*** Opening of TEXT PROVIDED ***

Catered halls cost more on paper than self-catered — but whether catered works out cheaper overall depends entirely on whether you’ll plan, shop and cook. The catered vs self-catered choice is a decision about you, not a price comparison.
Key Takeaways:
- Is catered or self-catered cheaper? Catered is almost always more expensive on paper. Whether it actually works out cheaper overall depends on you: self-catered is reliably cheaper if you plan, shop and cook; if you live on convenience food and bought lunches, the saving evaporates.
- What does catered accommodation include? Typically two or three meals a day on weekdays — usually breakfast and dinner, sometimes a packed lunch — served at set times in a communal dining hall. Weekend, reading-week and holiday catering vary by university.
- Which option is more social? Both work; they’re different shapes. Catered tends to be wide and frequent — lots of people, lots of brief contact across the dining hall. Self-catered tends to be narrower and deeper — the shared kitchen becomes the social heart of your flat.
You are usually asked to make the catered-versus-self-catered decision before you have ever lived independently — which makes it a strange call to put in front of someone. You are choosing between two routines, two daily rhythms, and two kinds of social setting, none of which you have any direct experience of. Most students answer with a gut feeling or whichever parent is more anxious about whether they will feed themselves. There is a better way to decide, and it is not really about which option is cheaper on paper — it is about which one suits the kind of student week you will actually live.
This guide is the honest comparison. It covers what each option includes, the real cost picture (and what it depends on), how each shapes your daily routine and flexibility, the social difference, dietary needs and the longer-term value of each, and — at the end — a short self-assessment for working out which fits you. It is a decision-support guide for prospective and incoming first-years, and it sits closely with student budgeting and eating well on a student budget, because the two halves of this choice are money and food.
What each option actually includes
Catered: what you get
Catered accommodation provides your meals as part of the package. The typical arrangement is two or three meals a day on weekdays — most often breakfast and dinner, sometimes with a packed lunch option — served at set times in a communal dining hall. The food is prepared and cooked by university or contracted catering staff, and a single fee covers your room and your meals. The defining feature is convenience: food is sorted for you, you do not have to plan, shop, cook or wash up after a main meal, and your daily routine is built around predictable meal times.
Self-catered: what you get
Self-catered accommodation provides the room without the food. You have access to a kitchen — usually shared with the rest of your flat — and you handle the rest yourself: shopping, cooking, eating when you choose. The fee covers your room and the kitchen facilities, but food is a separate ongoing cost that you control directly. The defining feature is flexibility: nothing about meals is fixed for you, and the routine is whatever you make it.

*** Close of TEXT PROVIDED ***
*** Opening of SUPPLIED ENTRIES ***

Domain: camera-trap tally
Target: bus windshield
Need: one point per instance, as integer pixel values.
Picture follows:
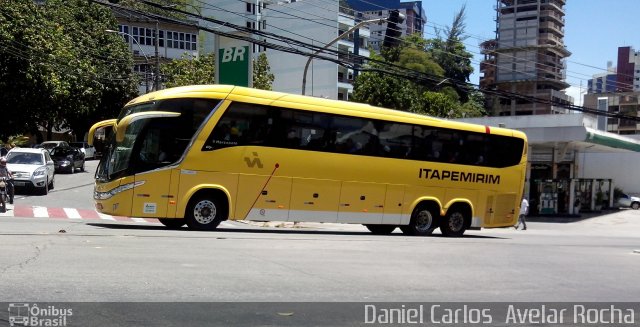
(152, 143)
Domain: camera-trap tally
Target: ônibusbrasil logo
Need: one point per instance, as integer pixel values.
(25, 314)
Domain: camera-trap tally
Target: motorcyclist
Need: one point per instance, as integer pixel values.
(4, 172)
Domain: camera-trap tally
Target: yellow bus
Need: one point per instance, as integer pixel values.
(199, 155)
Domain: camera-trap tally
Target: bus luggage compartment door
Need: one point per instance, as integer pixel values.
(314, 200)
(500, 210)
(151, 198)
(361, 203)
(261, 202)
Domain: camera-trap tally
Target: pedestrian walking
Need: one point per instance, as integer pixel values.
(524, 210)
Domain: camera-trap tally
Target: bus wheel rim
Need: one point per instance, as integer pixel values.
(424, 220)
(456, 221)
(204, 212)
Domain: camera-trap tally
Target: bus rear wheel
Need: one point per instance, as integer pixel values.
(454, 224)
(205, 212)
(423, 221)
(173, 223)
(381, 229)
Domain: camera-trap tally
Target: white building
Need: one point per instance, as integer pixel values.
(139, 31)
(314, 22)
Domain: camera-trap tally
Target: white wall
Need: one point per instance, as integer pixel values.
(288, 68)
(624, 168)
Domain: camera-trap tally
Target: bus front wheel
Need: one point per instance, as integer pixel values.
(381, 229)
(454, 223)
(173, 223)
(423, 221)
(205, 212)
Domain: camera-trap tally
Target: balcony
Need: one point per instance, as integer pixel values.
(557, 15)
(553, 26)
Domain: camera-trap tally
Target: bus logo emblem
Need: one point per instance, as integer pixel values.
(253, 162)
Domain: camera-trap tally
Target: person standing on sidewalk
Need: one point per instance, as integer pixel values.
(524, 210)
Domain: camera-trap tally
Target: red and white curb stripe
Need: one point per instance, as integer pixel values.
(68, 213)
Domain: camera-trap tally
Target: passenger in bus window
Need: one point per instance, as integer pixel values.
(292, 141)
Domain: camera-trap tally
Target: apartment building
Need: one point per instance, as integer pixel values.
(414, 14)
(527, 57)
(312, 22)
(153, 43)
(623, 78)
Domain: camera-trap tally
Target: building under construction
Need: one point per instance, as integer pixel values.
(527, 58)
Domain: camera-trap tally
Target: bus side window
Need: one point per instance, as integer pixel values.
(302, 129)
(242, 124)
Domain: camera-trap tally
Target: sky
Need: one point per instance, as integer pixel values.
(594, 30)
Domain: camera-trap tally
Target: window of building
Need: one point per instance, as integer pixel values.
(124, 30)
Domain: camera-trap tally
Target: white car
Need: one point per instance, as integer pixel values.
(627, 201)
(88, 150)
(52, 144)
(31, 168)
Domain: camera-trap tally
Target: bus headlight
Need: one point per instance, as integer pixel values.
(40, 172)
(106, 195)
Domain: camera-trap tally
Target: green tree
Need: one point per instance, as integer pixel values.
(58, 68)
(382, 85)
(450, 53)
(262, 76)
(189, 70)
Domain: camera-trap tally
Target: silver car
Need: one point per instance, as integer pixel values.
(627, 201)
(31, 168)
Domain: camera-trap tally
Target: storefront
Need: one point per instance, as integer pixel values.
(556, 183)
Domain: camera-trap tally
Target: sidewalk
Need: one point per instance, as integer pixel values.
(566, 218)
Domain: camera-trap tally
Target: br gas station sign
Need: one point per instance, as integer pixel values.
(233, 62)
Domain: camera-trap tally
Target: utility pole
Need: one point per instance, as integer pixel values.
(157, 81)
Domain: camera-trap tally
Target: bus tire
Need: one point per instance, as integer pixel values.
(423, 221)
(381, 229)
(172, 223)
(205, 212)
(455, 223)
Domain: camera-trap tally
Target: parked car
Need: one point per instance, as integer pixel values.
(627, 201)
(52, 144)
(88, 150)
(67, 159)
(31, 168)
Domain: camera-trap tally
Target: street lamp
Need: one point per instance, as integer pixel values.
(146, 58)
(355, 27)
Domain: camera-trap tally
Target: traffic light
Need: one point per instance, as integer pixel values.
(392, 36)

*** Close of SUPPLIED ENTRIES ***

LIST OF TASKS:
1. Retype the accommodation guide starting at "What each option actually" and ending at "predictable meal times.".
2. Turn the paragraph of the accommodation guide that begins "Catered accommodation provides your meals" into a short bulleted list that keeps its main facts.
The items have nothing to do with the accommodation guide.

ANSWERS PER TASK:
1.
What each option actually includes
Catered: what you get
Catered accommodation provides your meals as part of the package. The typical arrangement is two or three meals a day on weekdays — most often breakfast and dinner, sometimes with a packed lunch option — served at set times in a communal dining hall. The food is prepared and cooked by university or contracted catering staff, and a single fee covers your room and your meals. The defining feature is convenience: food is sorted for you, you do not have to plan, shop, cook or wash up after a main meal, and your daily routine is built around predictable meal times.

2.
- Meals come as part of the package.
- There are usually two or three meals a day on weekdays, most often breakfast and dinner, sometimes with a packed lunch option.
- Meals are served at set times in a communal dining hall.
- University or contracted catering staff prepare and cook the food.
- A single fee covers the room and the meals.
- The defining feature is convenience. You don't plan, shop, cook or wash up after a main meal, and your routine follows predictable meal times.